__YOUR ASSIGNMENT__: Which lines run from the one containing "Query: pale pink petal cluster" through the end of the entries? Restate them word for word, and only those.

__Collected data entries__:
__________________________________________________

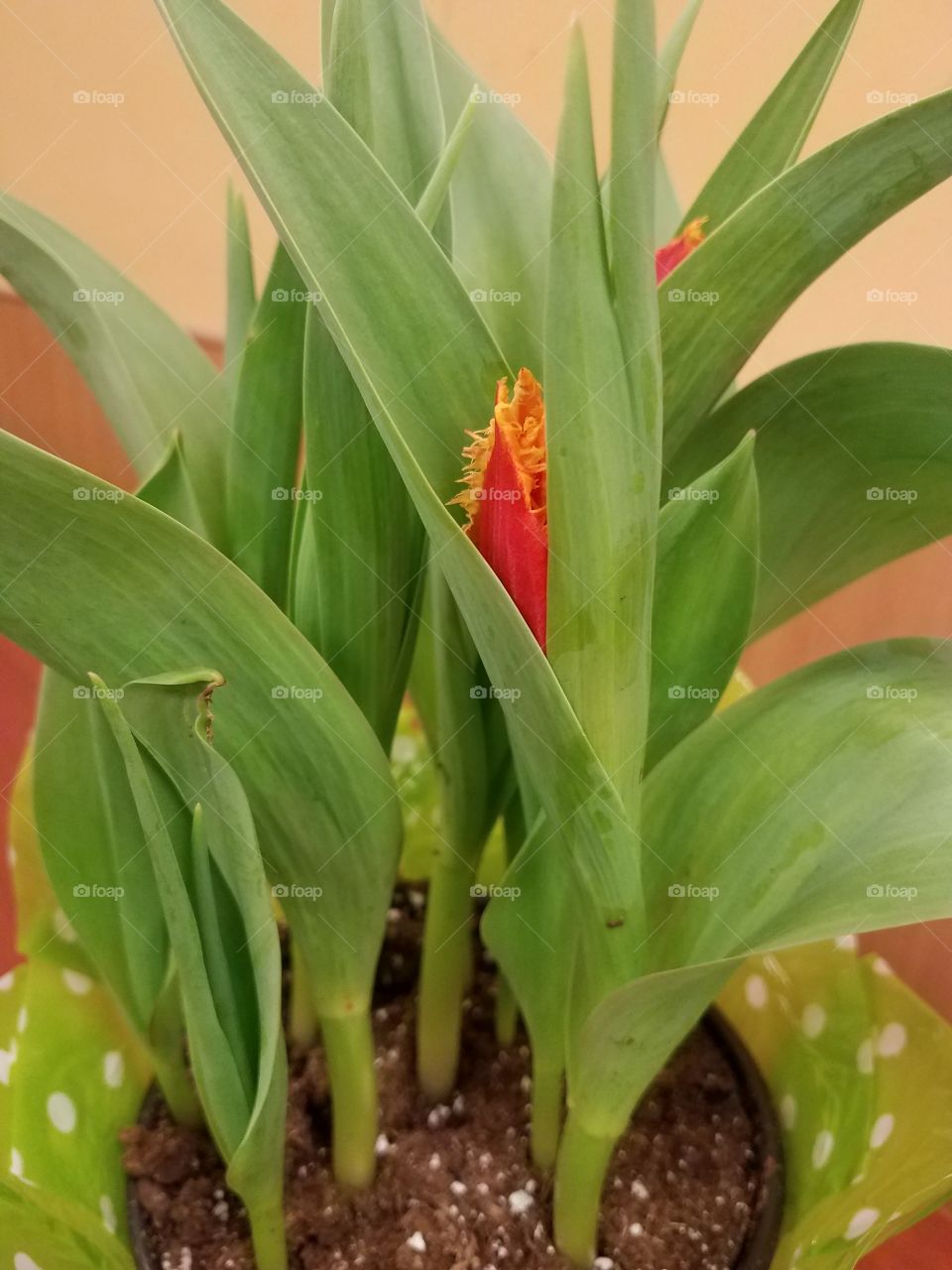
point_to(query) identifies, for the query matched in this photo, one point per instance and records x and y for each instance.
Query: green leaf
(148, 375)
(62, 1197)
(171, 489)
(801, 222)
(602, 474)
(816, 806)
(670, 58)
(266, 432)
(384, 81)
(240, 286)
(500, 223)
(774, 139)
(853, 463)
(359, 572)
(231, 991)
(359, 559)
(425, 384)
(433, 198)
(631, 220)
(531, 928)
(93, 847)
(119, 585)
(707, 572)
(874, 1082)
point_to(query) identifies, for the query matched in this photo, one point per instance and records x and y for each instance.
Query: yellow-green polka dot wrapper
(861, 1071)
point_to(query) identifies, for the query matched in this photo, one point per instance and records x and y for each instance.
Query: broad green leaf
(707, 572)
(602, 470)
(717, 314)
(93, 847)
(122, 587)
(148, 375)
(500, 222)
(853, 453)
(384, 81)
(359, 571)
(631, 220)
(171, 489)
(266, 432)
(774, 139)
(240, 276)
(231, 989)
(816, 806)
(531, 928)
(424, 382)
(436, 191)
(670, 58)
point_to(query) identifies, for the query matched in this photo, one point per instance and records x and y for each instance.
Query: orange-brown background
(144, 181)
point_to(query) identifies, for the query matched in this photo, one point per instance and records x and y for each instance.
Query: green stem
(167, 1049)
(176, 1082)
(444, 976)
(349, 1051)
(507, 1012)
(268, 1234)
(302, 1021)
(583, 1162)
(546, 1114)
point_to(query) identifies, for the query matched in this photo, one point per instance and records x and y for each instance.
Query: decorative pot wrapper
(856, 1064)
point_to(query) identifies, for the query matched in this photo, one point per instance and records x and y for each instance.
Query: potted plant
(298, 550)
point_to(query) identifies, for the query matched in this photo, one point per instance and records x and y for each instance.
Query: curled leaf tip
(669, 257)
(506, 497)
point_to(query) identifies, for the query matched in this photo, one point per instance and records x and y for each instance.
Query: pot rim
(763, 1236)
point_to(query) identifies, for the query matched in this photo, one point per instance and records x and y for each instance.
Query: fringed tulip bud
(667, 258)
(506, 497)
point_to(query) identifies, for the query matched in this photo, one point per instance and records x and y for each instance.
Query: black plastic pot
(763, 1237)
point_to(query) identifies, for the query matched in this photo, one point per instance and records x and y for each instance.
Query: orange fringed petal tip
(667, 258)
(506, 497)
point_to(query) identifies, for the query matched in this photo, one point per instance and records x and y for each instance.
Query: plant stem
(268, 1234)
(178, 1089)
(507, 1012)
(546, 1114)
(444, 976)
(167, 1049)
(302, 1021)
(349, 1051)
(583, 1162)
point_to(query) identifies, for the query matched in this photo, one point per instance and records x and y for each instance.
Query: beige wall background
(144, 180)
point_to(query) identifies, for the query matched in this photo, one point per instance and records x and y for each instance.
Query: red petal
(512, 538)
(667, 258)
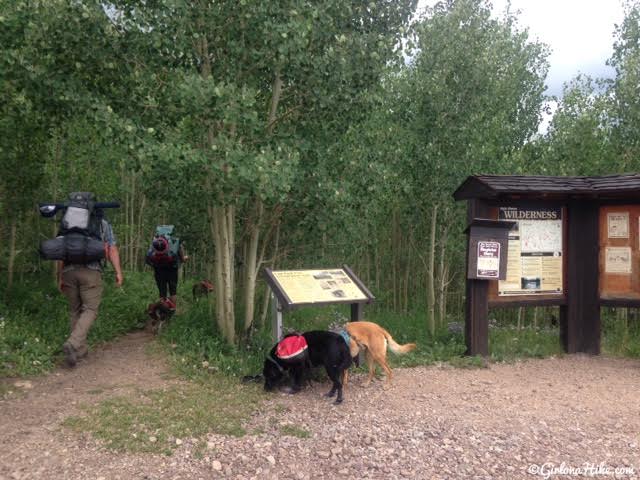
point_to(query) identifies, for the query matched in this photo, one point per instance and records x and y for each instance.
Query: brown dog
(374, 339)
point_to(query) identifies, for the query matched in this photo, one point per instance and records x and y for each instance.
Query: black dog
(326, 349)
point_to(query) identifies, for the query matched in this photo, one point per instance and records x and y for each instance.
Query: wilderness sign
(534, 264)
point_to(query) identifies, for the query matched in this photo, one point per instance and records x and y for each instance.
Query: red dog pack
(292, 348)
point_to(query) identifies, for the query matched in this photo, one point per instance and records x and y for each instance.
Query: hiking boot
(70, 355)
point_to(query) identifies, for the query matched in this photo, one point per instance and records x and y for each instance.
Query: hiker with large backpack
(165, 255)
(85, 240)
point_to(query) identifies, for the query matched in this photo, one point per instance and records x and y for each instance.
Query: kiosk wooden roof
(535, 186)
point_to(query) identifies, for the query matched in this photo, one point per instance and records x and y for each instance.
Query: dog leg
(382, 361)
(372, 368)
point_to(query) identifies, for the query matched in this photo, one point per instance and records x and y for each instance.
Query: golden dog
(374, 339)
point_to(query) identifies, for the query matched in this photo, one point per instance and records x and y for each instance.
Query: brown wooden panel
(619, 285)
(580, 317)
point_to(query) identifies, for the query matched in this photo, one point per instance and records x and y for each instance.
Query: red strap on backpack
(291, 347)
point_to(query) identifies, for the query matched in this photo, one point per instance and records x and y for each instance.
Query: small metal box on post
(487, 251)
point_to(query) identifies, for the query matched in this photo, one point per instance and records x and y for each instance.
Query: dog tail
(396, 347)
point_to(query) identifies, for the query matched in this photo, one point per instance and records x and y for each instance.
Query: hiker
(165, 256)
(84, 239)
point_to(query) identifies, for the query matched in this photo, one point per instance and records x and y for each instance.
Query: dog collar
(273, 360)
(345, 335)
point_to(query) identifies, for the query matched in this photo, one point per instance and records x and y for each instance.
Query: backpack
(79, 238)
(165, 248)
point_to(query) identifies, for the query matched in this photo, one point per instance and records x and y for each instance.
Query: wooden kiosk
(575, 244)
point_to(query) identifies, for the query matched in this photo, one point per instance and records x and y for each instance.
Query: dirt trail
(503, 422)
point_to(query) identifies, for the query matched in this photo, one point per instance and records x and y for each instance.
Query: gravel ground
(570, 417)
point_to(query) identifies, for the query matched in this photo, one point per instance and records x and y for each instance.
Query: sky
(578, 32)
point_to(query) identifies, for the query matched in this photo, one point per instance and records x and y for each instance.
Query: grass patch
(153, 423)
(34, 321)
(293, 431)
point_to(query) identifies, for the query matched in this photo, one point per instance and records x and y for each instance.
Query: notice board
(295, 288)
(619, 261)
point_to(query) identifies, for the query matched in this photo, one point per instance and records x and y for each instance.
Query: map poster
(618, 260)
(618, 224)
(318, 286)
(488, 260)
(534, 265)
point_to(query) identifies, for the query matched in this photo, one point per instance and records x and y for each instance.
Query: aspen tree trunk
(251, 266)
(520, 315)
(431, 294)
(252, 263)
(12, 251)
(394, 263)
(267, 296)
(139, 241)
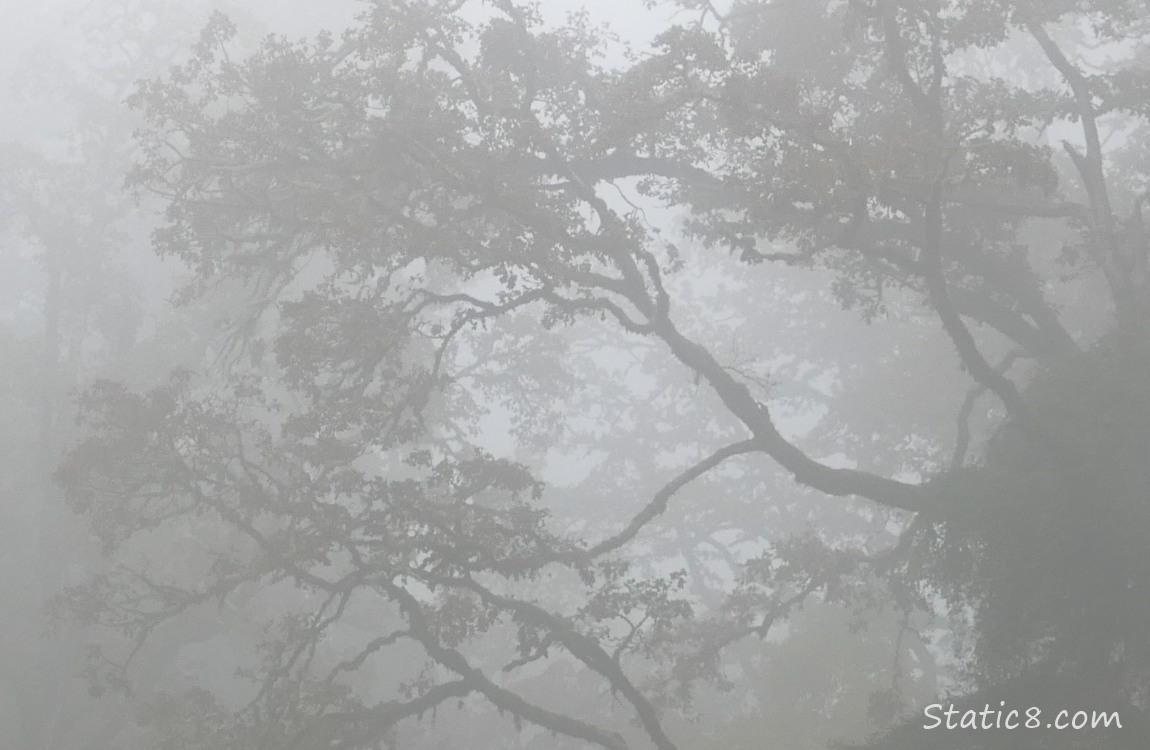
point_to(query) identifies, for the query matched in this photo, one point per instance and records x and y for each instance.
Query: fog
(651, 374)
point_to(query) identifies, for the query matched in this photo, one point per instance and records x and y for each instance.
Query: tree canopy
(557, 381)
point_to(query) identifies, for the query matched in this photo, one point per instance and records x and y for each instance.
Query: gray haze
(473, 374)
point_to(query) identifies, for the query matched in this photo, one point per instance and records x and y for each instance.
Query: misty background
(477, 374)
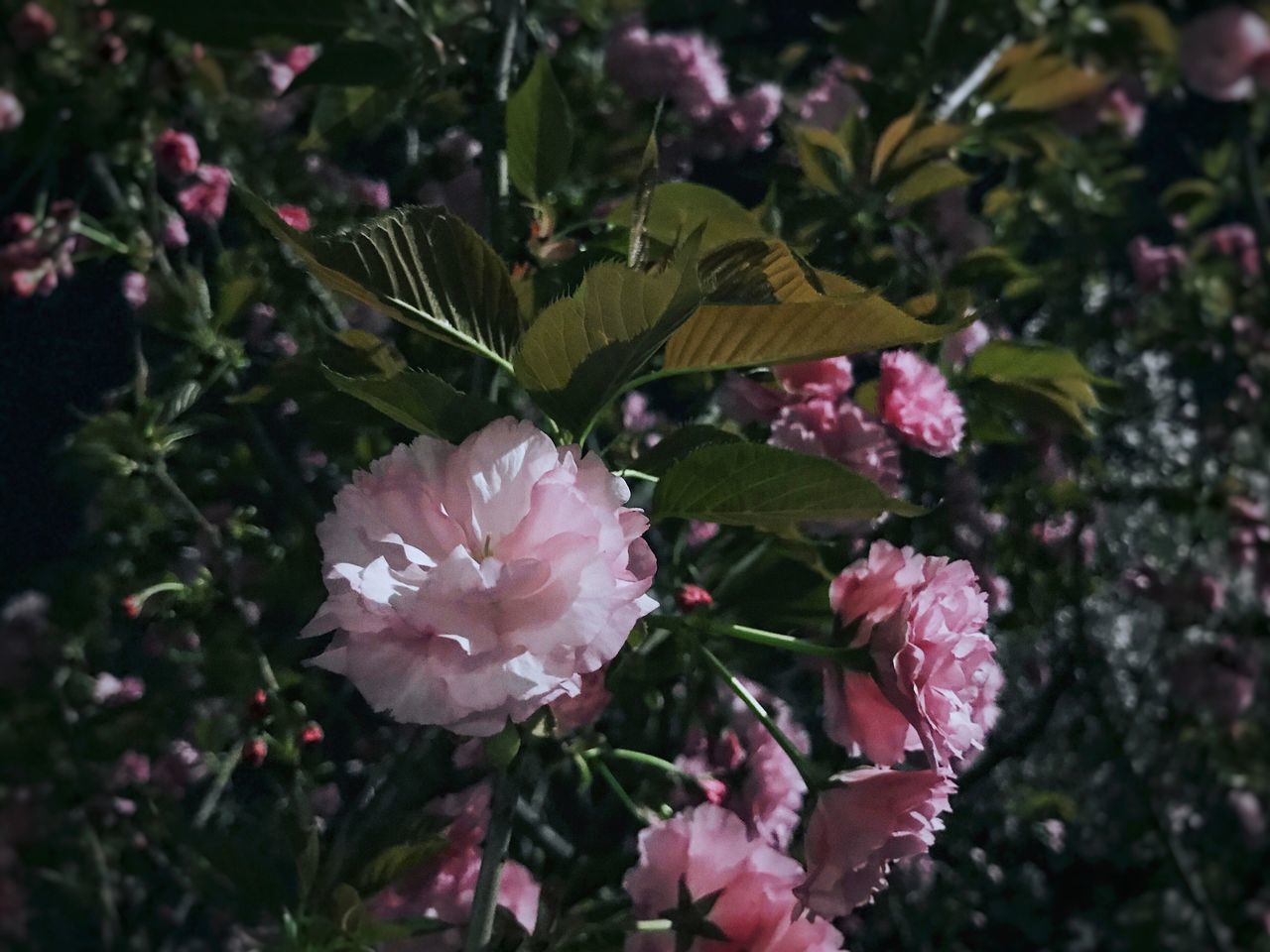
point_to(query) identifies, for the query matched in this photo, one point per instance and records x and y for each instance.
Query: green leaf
(930, 180)
(1038, 377)
(763, 306)
(686, 439)
(539, 131)
(397, 861)
(241, 22)
(581, 349)
(681, 207)
(751, 484)
(422, 267)
(356, 62)
(422, 402)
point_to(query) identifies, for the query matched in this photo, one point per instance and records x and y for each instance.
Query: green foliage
(579, 352)
(747, 484)
(420, 400)
(422, 267)
(539, 132)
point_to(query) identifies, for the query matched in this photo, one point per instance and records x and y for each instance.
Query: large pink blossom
(474, 584)
(937, 680)
(444, 885)
(861, 825)
(760, 782)
(839, 430)
(830, 377)
(1219, 53)
(208, 194)
(916, 400)
(708, 851)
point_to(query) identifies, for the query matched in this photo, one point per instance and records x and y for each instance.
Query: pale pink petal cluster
(915, 399)
(839, 430)
(861, 825)
(710, 851)
(935, 680)
(1223, 51)
(444, 887)
(474, 584)
(760, 783)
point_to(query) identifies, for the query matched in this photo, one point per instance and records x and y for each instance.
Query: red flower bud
(693, 597)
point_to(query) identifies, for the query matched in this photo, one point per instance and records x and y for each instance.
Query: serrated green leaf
(539, 131)
(423, 267)
(763, 306)
(930, 180)
(681, 207)
(752, 484)
(422, 402)
(579, 352)
(356, 62)
(686, 439)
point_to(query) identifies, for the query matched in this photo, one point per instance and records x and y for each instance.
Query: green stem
(742, 692)
(480, 927)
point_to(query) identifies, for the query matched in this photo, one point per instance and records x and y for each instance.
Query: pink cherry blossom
(760, 782)
(708, 851)
(474, 584)
(444, 887)
(176, 154)
(583, 710)
(839, 430)
(916, 400)
(861, 825)
(206, 198)
(937, 679)
(1219, 49)
(829, 379)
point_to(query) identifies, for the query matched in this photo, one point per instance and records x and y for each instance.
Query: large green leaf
(751, 484)
(581, 349)
(241, 22)
(422, 402)
(763, 306)
(539, 131)
(680, 207)
(1038, 377)
(423, 267)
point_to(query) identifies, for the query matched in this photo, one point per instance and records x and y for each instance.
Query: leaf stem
(480, 927)
(740, 690)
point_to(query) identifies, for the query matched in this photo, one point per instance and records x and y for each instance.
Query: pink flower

__________________________________________________

__TASK OUTPUT__:
Query: pale pink petal cluster
(915, 399)
(839, 430)
(861, 825)
(710, 851)
(935, 680)
(1223, 51)
(444, 887)
(474, 584)
(760, 783)
point_to(query) identifies, for the query matched in this photo, one point per instance and records x and y for each instance.
Query: red flower bud
(693, 597)
point_to(query) identifies, for the query matched in this photo, one point per instance and records x and y for each instance.
Query: serrated green leaf
(539, 131)
(423, 267)
(763, 306)
(930, 180)
(681, 207)
(752, 484)
(422, 402)
(579, 352)
(356, 62)
(686, 439)
point_to(query) identifies, for the query matched in this photo, one point per instance and records x and y for each instance.
Query: green stem
(742, 692)
(480, 927)
point_to(query) identifies, for the query matched in this photo, one point per instance and records x and y for each instance.
Query: pink cherry blossom
(760, 782)
(708, 851)
(474, 584)
(444, 887)
(176, 154)
(583, 710)
(839, 430)
(916, 400)
(861, 825)
(206, 198)
(937, 679)
(1219, 49)
(829, 379)
point_to(query) identifies, for the query matched in this photo, one point per instance and records x and y for each instance.
Query: large green leaf
(751, 484)
(581, 349)
(241, 22)
(422, 402)
(763, 306)
(539, 131)
(680, 207)
(1038, 377)
(423, 267)
point_to(query) identifies, for the query matched in this photo, one point per instance and records x and y for each instance.
Query: leaf stem
(480, 927)
(740, 690)
point_to(query) identifies, for the query matched in this photo, one point per instance and records x and y for each instance.
Query: pink flower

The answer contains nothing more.